+++ Exercise materials

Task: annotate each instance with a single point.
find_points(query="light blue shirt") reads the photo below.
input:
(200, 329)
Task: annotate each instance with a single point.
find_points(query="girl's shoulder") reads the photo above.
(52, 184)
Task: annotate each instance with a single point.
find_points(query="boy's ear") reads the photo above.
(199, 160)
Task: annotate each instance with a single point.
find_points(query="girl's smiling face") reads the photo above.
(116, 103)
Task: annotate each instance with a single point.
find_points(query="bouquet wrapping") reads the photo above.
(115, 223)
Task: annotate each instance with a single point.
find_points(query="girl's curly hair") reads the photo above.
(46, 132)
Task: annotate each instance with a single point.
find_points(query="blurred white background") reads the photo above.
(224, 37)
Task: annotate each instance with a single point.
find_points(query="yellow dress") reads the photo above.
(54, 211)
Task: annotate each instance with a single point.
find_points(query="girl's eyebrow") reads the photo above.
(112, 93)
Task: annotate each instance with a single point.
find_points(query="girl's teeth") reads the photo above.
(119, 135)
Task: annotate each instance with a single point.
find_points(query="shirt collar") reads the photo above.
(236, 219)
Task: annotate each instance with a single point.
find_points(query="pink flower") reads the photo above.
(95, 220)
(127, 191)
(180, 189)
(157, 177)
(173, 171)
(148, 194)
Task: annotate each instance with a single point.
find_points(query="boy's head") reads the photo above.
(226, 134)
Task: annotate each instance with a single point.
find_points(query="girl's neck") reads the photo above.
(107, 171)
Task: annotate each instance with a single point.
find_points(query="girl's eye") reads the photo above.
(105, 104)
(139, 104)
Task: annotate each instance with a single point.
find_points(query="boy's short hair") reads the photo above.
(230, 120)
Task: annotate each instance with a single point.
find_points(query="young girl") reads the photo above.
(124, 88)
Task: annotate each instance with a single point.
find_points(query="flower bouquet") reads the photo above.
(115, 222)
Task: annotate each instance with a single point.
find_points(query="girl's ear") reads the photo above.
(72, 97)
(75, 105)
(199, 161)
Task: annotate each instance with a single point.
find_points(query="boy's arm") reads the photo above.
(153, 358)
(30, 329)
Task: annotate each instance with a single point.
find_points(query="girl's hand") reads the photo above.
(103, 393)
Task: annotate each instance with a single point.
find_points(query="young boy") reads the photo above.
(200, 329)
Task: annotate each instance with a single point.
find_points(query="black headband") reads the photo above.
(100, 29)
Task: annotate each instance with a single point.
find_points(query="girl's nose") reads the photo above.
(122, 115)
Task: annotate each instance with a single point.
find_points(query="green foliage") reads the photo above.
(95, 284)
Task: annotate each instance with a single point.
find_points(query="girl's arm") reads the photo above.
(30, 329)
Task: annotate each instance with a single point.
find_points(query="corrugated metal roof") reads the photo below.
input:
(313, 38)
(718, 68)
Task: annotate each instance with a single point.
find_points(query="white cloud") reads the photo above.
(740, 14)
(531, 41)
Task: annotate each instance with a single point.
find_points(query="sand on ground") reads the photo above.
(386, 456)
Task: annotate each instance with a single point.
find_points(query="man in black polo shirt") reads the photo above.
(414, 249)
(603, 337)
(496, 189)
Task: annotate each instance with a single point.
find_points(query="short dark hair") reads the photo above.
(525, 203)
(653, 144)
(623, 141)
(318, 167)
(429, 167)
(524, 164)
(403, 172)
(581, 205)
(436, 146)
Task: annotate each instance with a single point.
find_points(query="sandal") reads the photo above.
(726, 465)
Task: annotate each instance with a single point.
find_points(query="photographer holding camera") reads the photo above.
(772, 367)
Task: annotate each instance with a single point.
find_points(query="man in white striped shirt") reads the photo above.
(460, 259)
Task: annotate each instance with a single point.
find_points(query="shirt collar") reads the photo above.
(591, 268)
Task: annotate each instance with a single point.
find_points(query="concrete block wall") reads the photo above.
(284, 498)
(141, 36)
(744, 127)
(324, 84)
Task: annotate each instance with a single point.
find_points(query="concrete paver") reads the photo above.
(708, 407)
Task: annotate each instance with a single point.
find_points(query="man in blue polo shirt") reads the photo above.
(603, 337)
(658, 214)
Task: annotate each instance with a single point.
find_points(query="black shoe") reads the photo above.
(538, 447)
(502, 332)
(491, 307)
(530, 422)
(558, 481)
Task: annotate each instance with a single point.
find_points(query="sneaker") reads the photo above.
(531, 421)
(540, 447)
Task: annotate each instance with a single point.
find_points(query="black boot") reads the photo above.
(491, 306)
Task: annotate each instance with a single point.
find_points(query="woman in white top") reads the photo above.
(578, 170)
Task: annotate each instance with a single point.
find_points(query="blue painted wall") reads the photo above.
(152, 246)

++++++

Task directions:
How many lines in the records above contain the string "flower", with case counting? Reply with the number alone.

Result of this exercise:
2